Exercise directions: From the data below, filter out and copy every line that contains the string "hair". Matching is case-sensitive.

## BEGIN

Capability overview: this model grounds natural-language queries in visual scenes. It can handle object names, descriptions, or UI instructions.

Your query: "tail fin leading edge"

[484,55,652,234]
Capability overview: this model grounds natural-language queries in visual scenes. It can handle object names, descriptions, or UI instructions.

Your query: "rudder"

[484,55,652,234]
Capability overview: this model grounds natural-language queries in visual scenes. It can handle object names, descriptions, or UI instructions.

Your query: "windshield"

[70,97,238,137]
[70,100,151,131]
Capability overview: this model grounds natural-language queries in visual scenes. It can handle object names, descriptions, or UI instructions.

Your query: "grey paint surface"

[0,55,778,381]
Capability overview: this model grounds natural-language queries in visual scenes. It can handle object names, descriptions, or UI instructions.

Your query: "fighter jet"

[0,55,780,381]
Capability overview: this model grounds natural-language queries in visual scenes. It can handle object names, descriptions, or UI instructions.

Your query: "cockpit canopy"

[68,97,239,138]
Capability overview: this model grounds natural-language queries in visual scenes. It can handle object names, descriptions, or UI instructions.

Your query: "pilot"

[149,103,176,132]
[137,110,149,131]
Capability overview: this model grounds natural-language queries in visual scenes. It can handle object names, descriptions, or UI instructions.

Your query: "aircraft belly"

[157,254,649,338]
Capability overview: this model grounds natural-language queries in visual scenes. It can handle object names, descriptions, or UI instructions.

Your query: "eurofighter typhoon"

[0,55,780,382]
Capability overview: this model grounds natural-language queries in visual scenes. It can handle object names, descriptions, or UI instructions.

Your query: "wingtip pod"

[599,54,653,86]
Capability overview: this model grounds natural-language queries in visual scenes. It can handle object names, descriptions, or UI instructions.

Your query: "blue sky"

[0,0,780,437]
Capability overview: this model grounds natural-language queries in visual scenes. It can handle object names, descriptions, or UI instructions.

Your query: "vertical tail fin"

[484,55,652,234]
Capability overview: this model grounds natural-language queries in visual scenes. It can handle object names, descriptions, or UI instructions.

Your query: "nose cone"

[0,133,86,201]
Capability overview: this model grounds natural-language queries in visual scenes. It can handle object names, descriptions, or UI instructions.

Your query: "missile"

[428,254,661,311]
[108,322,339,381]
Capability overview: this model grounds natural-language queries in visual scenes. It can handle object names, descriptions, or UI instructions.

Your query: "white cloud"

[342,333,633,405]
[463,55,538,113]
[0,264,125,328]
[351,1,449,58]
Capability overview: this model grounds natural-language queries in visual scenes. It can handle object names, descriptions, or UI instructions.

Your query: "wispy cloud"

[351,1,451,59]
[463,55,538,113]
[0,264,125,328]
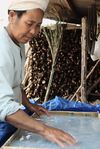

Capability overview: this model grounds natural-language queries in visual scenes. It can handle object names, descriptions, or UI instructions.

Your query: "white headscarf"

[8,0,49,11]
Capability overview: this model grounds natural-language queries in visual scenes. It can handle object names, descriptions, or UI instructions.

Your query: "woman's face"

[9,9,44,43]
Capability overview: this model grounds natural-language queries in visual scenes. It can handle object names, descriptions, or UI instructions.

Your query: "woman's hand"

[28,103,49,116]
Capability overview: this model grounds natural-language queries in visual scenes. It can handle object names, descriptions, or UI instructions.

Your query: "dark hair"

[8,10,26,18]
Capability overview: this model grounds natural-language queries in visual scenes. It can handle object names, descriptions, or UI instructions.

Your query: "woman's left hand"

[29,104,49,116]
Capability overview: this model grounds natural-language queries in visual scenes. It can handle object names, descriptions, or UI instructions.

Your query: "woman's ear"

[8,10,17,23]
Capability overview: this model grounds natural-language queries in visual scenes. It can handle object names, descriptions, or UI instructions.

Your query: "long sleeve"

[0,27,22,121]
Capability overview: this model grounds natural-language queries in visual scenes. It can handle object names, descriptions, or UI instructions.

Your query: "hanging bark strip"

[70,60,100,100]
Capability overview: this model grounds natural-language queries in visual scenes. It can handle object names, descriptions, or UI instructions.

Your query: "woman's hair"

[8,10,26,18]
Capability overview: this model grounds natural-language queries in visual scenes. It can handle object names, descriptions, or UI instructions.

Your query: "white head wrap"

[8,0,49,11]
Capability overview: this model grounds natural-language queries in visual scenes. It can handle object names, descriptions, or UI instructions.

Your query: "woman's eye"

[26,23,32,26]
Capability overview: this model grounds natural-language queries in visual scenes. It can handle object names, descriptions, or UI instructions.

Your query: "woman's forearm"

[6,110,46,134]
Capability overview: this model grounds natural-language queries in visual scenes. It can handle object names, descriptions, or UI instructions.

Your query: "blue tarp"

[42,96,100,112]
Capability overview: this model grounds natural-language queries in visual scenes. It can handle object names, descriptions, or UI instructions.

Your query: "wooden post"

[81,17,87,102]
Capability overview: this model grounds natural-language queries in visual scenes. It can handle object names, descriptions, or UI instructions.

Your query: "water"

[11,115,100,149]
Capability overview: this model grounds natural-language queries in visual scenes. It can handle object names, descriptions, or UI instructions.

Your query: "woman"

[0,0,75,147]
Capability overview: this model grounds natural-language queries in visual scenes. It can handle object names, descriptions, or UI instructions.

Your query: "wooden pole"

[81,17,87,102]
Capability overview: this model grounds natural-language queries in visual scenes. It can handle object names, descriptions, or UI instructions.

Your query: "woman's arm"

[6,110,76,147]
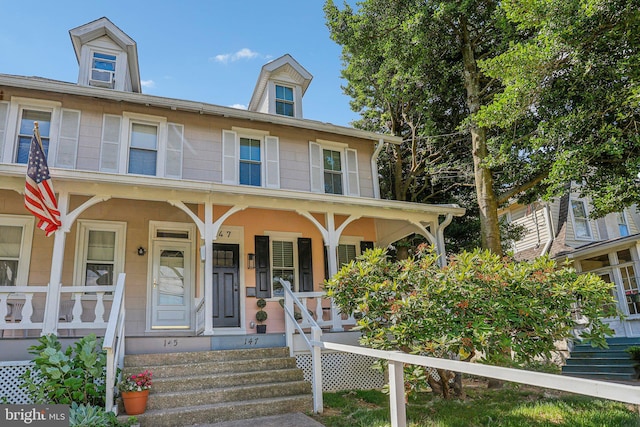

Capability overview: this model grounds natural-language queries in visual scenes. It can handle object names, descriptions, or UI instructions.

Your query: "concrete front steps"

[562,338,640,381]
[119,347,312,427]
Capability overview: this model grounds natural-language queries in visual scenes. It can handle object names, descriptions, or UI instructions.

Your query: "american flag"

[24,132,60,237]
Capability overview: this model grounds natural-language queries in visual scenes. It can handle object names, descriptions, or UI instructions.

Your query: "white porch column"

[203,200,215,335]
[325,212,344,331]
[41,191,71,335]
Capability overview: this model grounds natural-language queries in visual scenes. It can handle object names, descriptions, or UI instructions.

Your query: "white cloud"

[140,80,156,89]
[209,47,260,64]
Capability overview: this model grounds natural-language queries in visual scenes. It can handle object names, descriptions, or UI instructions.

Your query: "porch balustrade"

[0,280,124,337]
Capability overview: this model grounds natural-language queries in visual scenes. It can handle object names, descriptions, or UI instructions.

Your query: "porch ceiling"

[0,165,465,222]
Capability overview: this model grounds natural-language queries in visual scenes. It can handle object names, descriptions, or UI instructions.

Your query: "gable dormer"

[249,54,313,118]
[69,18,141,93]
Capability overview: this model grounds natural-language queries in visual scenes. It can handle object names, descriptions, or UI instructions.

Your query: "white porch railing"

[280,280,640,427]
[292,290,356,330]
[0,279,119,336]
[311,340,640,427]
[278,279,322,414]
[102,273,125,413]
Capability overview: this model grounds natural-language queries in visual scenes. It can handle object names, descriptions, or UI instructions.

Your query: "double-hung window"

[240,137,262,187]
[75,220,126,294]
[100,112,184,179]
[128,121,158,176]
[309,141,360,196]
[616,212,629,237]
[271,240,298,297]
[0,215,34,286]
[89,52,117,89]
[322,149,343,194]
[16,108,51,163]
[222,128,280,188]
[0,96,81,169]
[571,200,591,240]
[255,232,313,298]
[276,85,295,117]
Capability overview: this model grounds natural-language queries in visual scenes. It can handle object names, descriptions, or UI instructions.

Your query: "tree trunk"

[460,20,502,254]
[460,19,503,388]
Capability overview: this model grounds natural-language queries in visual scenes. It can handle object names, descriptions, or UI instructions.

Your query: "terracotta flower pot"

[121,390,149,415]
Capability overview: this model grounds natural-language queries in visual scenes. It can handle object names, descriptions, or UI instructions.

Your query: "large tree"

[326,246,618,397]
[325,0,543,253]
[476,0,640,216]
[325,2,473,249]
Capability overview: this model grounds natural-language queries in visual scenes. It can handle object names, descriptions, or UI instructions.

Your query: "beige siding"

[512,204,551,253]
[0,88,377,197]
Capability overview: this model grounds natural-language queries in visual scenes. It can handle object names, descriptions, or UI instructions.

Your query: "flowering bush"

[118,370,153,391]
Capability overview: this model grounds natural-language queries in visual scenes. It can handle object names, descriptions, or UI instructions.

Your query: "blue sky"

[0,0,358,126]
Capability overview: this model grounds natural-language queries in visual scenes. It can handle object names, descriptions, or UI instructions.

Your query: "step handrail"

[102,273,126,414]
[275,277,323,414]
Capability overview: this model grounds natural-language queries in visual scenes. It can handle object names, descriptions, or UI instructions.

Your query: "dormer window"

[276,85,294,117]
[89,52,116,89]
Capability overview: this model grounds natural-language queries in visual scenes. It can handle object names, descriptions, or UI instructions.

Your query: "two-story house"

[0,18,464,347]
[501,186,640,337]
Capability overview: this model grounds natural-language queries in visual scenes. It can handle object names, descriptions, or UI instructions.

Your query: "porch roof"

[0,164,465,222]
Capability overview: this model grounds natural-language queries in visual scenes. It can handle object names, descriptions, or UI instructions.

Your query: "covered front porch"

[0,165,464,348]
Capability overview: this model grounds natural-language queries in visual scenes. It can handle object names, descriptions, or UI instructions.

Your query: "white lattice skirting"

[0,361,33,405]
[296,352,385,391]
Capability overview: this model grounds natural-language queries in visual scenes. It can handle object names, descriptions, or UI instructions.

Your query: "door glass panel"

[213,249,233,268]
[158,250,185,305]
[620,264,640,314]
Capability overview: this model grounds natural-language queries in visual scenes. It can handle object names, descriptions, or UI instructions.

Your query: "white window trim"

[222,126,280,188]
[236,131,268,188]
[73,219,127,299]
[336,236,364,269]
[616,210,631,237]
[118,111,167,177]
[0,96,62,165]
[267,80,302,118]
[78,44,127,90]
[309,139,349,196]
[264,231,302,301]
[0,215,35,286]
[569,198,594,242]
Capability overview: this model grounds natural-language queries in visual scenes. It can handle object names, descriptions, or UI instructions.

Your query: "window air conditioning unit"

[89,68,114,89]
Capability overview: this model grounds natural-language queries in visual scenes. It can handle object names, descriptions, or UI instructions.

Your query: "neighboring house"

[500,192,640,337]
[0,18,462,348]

## END
## BEGIN

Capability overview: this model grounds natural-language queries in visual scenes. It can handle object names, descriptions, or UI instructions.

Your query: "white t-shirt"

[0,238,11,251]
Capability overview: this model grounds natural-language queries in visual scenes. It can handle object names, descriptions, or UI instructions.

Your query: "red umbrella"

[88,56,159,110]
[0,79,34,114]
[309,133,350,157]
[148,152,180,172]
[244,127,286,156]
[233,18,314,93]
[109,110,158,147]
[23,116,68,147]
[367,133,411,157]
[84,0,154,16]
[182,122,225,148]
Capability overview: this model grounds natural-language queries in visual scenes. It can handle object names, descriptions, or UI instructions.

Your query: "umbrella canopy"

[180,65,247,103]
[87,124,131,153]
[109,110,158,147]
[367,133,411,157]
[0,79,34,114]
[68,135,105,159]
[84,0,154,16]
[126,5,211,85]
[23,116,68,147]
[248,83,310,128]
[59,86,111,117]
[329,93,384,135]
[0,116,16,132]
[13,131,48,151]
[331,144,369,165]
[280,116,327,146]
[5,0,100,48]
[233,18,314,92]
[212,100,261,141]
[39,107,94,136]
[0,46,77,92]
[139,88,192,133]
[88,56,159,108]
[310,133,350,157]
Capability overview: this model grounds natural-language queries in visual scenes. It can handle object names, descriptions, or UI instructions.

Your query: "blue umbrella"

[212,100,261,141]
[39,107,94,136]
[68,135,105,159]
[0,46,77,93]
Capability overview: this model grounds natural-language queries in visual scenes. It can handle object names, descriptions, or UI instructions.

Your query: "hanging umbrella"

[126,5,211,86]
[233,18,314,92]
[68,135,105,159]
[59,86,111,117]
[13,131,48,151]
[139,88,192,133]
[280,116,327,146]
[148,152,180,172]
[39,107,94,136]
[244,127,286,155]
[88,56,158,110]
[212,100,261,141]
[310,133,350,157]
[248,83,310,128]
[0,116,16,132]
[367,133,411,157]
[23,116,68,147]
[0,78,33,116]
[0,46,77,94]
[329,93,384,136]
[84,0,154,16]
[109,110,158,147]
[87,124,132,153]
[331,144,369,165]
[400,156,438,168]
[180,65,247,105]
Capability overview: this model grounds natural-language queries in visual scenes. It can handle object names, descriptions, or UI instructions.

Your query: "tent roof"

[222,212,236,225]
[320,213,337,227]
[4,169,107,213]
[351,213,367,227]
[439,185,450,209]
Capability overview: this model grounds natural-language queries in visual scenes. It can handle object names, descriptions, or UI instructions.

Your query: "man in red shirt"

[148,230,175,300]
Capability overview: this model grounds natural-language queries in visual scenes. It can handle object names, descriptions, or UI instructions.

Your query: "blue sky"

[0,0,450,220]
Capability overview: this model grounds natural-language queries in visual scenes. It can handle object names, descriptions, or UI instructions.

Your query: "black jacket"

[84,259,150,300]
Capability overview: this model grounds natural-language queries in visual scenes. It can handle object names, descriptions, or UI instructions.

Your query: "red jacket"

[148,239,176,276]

## END
## BEGIN

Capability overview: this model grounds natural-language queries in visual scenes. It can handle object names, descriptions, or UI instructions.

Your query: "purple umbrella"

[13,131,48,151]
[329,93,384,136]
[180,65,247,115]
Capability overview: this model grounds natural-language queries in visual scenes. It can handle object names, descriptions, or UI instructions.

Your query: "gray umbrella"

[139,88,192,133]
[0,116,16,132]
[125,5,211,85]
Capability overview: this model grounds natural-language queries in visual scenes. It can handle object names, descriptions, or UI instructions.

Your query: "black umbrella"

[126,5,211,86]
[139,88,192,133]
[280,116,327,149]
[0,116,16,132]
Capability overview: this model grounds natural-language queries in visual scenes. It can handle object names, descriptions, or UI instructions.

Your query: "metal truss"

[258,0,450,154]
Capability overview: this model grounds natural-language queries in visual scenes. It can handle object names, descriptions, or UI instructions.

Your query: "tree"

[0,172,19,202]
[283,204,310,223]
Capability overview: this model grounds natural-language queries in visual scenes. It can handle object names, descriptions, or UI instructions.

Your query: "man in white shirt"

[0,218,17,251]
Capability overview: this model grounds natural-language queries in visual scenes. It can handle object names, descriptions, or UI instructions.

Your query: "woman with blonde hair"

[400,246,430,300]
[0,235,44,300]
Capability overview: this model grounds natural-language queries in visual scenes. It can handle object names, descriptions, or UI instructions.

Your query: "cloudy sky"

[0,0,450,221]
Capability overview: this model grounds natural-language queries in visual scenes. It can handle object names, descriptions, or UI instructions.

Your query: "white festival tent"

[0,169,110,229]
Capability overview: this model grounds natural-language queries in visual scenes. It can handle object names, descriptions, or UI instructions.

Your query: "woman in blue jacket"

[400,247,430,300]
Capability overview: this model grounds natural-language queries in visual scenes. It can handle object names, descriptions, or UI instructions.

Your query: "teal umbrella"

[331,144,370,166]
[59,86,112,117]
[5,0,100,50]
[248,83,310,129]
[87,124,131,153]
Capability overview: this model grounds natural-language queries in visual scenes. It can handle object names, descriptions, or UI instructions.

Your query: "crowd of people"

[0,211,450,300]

## END

Correct output:
Your query: "dark hair"
Your query: "woman's hair"
Your query: "woman with blonde hair"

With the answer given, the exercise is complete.